(Stored entries)
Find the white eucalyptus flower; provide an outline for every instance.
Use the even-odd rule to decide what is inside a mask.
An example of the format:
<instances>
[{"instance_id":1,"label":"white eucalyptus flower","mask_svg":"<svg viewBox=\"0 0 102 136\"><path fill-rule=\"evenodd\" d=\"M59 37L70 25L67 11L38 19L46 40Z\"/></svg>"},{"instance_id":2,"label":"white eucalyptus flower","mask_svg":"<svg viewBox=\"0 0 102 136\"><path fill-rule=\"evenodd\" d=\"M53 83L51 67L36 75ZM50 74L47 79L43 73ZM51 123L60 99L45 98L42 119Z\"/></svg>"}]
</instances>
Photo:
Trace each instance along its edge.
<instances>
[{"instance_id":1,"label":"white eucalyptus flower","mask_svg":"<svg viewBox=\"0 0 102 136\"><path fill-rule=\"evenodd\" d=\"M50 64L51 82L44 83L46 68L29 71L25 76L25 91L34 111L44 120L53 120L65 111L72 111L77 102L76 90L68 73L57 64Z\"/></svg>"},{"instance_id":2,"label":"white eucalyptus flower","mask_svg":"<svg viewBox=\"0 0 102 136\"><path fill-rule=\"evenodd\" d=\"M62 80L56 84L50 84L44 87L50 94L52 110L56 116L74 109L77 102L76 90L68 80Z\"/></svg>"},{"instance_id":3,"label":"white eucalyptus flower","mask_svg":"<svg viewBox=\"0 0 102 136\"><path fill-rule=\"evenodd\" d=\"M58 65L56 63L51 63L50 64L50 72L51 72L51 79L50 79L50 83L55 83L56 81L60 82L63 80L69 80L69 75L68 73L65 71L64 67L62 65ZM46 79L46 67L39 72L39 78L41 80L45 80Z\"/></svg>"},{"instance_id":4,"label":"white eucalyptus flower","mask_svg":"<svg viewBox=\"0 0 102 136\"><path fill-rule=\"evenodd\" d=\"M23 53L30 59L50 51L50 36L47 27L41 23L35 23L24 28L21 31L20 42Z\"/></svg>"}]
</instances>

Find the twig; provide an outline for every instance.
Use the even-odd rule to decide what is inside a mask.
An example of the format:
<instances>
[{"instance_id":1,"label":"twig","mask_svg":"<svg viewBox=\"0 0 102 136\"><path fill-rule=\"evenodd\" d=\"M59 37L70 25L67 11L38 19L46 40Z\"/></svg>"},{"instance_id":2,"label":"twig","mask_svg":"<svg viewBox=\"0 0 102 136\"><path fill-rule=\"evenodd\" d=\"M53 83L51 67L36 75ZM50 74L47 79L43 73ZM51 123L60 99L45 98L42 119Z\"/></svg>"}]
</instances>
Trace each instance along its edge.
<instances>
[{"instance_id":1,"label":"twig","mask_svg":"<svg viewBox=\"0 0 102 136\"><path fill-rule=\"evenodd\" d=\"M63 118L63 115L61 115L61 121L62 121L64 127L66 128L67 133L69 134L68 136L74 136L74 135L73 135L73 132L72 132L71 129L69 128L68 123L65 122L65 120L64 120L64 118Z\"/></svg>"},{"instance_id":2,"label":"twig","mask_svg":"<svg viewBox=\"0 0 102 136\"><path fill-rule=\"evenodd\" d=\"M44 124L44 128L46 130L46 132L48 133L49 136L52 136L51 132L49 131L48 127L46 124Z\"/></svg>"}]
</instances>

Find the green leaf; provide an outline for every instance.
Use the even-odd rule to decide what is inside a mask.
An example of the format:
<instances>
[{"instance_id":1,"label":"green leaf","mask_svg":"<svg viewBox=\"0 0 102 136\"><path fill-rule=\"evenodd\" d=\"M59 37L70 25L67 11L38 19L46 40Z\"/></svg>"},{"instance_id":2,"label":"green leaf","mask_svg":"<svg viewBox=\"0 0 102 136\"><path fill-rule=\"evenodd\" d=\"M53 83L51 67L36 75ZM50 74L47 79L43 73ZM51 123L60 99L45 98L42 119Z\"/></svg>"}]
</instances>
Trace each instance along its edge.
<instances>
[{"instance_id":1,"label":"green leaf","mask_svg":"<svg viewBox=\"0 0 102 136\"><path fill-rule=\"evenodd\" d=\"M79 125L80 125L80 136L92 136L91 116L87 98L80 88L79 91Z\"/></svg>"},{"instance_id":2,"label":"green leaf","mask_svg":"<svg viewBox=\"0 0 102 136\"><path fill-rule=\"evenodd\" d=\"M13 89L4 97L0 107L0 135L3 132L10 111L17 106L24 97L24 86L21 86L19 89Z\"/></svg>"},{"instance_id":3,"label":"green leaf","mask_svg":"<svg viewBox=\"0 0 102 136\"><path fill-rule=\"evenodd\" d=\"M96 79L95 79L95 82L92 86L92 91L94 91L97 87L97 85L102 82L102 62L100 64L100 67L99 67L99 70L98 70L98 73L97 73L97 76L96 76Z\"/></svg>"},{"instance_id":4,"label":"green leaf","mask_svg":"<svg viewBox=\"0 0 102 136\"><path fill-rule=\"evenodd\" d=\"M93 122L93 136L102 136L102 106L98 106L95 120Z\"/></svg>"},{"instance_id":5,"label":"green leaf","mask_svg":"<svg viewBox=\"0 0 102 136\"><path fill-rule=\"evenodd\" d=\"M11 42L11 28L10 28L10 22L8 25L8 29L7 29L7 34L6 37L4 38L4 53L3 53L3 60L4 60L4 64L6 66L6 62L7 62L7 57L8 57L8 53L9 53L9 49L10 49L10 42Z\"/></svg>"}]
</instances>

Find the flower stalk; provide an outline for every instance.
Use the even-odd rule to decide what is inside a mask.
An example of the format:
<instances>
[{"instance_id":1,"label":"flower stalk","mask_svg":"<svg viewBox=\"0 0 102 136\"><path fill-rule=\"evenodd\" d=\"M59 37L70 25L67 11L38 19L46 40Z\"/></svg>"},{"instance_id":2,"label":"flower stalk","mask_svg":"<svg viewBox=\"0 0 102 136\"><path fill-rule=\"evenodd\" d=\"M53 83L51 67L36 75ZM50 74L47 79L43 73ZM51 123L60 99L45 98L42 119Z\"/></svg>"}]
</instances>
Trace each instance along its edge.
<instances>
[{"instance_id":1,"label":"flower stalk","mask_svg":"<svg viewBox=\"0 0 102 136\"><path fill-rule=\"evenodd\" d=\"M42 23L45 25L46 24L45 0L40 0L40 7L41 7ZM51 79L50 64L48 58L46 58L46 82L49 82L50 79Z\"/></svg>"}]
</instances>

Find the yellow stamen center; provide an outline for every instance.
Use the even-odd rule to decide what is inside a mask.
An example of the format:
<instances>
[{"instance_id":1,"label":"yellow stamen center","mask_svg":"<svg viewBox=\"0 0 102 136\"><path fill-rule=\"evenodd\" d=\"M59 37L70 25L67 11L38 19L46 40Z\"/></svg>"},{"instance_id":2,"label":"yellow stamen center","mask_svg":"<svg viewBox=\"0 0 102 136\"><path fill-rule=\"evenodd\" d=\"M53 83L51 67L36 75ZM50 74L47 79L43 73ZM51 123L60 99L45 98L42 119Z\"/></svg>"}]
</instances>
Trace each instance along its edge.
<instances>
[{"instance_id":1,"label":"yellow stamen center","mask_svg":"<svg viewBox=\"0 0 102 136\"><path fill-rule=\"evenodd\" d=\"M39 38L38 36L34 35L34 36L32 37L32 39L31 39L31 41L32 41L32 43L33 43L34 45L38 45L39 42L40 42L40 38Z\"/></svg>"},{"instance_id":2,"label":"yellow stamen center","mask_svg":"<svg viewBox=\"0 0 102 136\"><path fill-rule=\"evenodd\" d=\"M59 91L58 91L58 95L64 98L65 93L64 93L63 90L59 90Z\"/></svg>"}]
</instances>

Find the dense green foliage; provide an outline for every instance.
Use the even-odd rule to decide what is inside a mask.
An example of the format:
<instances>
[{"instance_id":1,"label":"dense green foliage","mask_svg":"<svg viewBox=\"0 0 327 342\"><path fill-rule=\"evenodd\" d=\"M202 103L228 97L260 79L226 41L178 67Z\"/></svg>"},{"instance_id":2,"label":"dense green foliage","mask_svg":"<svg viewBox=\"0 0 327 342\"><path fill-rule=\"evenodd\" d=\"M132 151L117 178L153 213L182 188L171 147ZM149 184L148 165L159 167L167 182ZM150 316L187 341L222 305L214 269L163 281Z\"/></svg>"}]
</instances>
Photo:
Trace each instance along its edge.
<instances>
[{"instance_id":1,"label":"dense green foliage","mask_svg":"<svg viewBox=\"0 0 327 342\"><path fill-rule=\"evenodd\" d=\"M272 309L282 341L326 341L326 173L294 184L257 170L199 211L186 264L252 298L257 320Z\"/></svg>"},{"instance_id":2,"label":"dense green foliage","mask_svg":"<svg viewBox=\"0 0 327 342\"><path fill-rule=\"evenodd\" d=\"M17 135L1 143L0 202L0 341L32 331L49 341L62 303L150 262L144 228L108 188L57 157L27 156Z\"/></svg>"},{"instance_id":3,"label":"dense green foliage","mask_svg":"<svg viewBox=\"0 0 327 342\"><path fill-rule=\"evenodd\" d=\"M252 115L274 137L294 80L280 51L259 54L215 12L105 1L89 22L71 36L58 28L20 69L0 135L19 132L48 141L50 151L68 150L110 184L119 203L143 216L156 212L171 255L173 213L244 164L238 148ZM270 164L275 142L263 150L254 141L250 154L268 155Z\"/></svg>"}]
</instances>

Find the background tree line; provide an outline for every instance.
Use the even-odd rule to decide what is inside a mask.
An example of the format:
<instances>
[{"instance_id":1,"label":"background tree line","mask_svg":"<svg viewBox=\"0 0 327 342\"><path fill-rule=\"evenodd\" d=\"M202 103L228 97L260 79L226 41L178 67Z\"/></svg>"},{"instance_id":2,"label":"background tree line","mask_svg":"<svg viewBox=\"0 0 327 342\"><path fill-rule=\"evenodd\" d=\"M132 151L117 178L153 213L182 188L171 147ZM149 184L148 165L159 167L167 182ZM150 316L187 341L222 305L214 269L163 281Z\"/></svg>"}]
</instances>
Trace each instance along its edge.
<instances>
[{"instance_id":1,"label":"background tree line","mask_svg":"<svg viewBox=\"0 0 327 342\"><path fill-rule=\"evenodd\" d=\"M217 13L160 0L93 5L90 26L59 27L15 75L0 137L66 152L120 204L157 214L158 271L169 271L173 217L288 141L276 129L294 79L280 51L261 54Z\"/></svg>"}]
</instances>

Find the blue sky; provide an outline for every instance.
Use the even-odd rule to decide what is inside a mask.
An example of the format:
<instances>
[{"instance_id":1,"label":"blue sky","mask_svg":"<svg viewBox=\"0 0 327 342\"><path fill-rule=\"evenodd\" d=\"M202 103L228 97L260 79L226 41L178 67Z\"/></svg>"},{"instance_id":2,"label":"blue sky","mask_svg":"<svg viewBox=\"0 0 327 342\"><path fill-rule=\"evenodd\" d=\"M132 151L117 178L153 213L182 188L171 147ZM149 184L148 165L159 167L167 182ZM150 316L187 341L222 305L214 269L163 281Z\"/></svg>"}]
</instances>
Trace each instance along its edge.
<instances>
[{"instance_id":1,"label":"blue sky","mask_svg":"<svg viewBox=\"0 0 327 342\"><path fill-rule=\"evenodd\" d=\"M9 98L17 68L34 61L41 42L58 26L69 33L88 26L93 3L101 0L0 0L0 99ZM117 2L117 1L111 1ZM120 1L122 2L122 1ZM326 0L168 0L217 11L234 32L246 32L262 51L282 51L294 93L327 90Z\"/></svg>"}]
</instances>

AIM OF THE EXERCISE:
Rewrite the part of the listing starting at the line that contains "Find the green" and ending at the line that contains "125L80 125L80 136L92" as a two-column CSV with the header instruction,output. Give each task text and the answer after it one row, placing each value in a single quoted field and replacing its line breaks with spaces.

RIGHT ANSWER:
instruction,output
"Find the green leaf; provide an outline for every instance. Use the even-odd rule to decide what is inside a mask. An example of the format: <instances> [{""instance_id"":1,""label"":""green leaf"",""mask_svg"":""<svg viewBox=\""0 0 102 136\""><path fill-rule=\""evenodd\"" d=\""M59 37L70 25L67 11L38 19L46 40Z\""/></svg>""},{""instance_id"":2,""label"":""green leaf"",""mask_svg"":""<svg viewBox=\""0 0 102 136\""><path fill-rule=\""evenodd\"" d=\""M53 83L51 67L36 75ZM50 74L47 79L43 73ZM51 123L60 99L45 98L42 119Z\""/></svg>""}] </instances> Trace each instance along its edge.","<instances> [{""instance_id"":1,""label"":""green leaf"",""mask_svg"":""<svg viewBox=\""0 0 102 136\""><path fill-rule=\""evenodd\"" d=\""M79 125L80 125L80 136L92 136L91 116L87 98L80 88L79 91Z\""/></svg>""},{""instance_id"":2,""label"":""green leaf"",""mask_svg"":""<svg viewBox=\""0 0 102 136\""><path fill-rule=\""evenodd\"" d=\""M13 89L4 97L0 107L0 135L3 132L10 111L17 106L24 97L24 86L21 86L19 89Z\""/></svg>""},{""instance_id"":3,""label"":""green leaf"",""mask_svg"":""<svg viewBox=\""0 0 102 136\""><path fill-rule=\""evenodd\"" d=\""M96 79L95 79L95 82L92 86L92 91L94 91L97 87L97 85L102 82L102 62L100 64L100 67L99 67L99 70L98 70L98 73L97 73L97 76L96 76Z\""/></svg>""},{""instance_id"":4,""label"":""green leaf"",""mask_svg"":""<svg viewBox=\""0 0 102 136\""><path fill-rule=\""evenodd\"" d=\""M93 122L93 136L102 136L102 106L98 106L95 120Z\""/></svg>""},{""instance_id"":5,""label"":""green leaf"",""mask_svg"":""<svg viewBox=\""0 0 102 136\""><path fill-rule=\""evenodd\"" d=\""M11 42L11 28L10 28L10 22L8 25L8 29L7 29L7 34L6 37L4 38L4 53L3 53L3 60L4 60L4 64L6 66L6 62L7 62L7 57L8 57L8 53L9 53L9 49L10 49L10 42Z\""/></svg>""}]"